(Exercice écrit A)
Répondez à ces questions d'après l'extrait :
(i) À quel parti l'attaque du 22 janvier 2025 apporte-t-elle de l'eau au moulin ?
(ii) Combien de morts l'attaque du festival de Solingen a-t-elle faits ?
(iii) Quelle est la nationalité de l'auteur de l'attaque du marché de Noël à Magdebourg ?
(Exercice écrit B)
Tirez de l'extrait, mot pour mot, tout ce qui va de "L’attaque du 22" jusqu'à "Saoudien en décembre.".

(Extrait)
-- -- --

L’attaque du 22 janvier 2025 d’un groupe d’enfants par un demandeur d'asile qui a fait deux morts dont un enfant ne peut qu’apporter de l’eau au moulin de l’AfD. Le parti a beau jeu de dénoncer l’incapacité du pouvoir en place à assurer la sécurité de la population. En outre, la nationalité de l’assassin, un Afghan en situation illégale, est exploitée et mise en avant. Cette attaque intervient après celles du marché de Mannheim en mai (un mort) dont l’auteur est un réfugié afghan, et du festival de Solingen en août (trois morts) perpétré par un Syrien bénéficiant du statut de protection subsidiaire ainsi que celle perpétré sur le marché de Noël à Magdebourg (six morts) par un Saoudien en décembre.

-- -- --

(Quelques lignes)

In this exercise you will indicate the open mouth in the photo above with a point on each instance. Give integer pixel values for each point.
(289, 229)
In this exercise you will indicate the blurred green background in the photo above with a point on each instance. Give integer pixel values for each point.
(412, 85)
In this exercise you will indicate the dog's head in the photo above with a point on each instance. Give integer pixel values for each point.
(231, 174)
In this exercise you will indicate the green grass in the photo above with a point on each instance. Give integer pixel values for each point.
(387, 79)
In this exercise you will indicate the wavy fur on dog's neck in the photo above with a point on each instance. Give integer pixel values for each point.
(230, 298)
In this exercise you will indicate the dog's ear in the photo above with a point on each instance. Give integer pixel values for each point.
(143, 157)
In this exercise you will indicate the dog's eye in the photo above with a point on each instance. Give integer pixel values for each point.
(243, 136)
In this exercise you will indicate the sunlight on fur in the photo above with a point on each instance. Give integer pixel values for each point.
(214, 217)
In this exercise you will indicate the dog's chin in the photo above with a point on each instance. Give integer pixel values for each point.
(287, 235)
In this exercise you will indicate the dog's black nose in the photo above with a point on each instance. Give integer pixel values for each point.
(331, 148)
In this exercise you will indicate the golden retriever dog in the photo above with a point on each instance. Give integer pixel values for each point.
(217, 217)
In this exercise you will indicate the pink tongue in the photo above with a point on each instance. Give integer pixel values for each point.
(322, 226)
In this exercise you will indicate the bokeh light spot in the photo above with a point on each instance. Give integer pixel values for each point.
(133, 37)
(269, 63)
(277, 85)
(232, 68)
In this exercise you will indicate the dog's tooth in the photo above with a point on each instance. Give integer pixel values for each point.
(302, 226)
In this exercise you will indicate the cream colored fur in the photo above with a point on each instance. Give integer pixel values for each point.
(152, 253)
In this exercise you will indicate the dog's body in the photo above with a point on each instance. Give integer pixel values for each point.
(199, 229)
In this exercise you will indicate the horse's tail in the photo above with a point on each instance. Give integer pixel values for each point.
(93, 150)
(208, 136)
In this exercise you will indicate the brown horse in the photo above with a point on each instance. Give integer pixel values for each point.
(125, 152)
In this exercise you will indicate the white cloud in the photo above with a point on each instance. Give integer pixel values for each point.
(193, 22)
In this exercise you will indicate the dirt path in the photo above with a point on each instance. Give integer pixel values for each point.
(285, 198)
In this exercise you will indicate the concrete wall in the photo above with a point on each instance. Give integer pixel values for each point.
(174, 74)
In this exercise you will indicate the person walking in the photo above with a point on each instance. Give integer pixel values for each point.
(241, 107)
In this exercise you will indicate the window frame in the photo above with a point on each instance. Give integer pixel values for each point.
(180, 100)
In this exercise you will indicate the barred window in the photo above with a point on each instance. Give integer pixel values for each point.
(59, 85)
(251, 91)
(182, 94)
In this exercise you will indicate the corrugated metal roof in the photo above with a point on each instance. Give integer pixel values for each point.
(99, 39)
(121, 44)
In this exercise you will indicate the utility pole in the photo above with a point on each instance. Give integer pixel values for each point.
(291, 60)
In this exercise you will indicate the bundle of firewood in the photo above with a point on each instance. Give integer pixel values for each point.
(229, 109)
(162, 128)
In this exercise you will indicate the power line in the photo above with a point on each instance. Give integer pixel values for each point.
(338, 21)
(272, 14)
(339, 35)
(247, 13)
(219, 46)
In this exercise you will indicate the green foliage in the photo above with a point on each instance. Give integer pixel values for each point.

-- -- --

(Réponse écrite A)
(i) L'AfD.
(ii) Trois morts.
(iii) Saoudienne.

(Réponse écrite B)
L’attaque du 22 janvier 2025 d’un groupe d’enfants par un demandeur d'asile qui a fait deux morts dont un enfant ne peut qu’apporter de l’eau au moulin de l’AfD. Le parti a beau jeu de dénoncer l’incapacité du pouvoir en place à assurer la sécurité de la population. En outre, la nationalité de l’assassin, un Afghan en situation illégale, est exploitée et mise en avant. Cette attaque intervient après celles du marché de Mannheim en mai (un mort) dont l’auteur est un réfugié afghan, et du festival de Solingen en août (trois morts) perpétré par un Syrien bénéficiant du statut de protection subsidiaire ainsi que celle perpétré sur le marché de Noël à Magdebourg (six morts) par un Saoudien en décembre.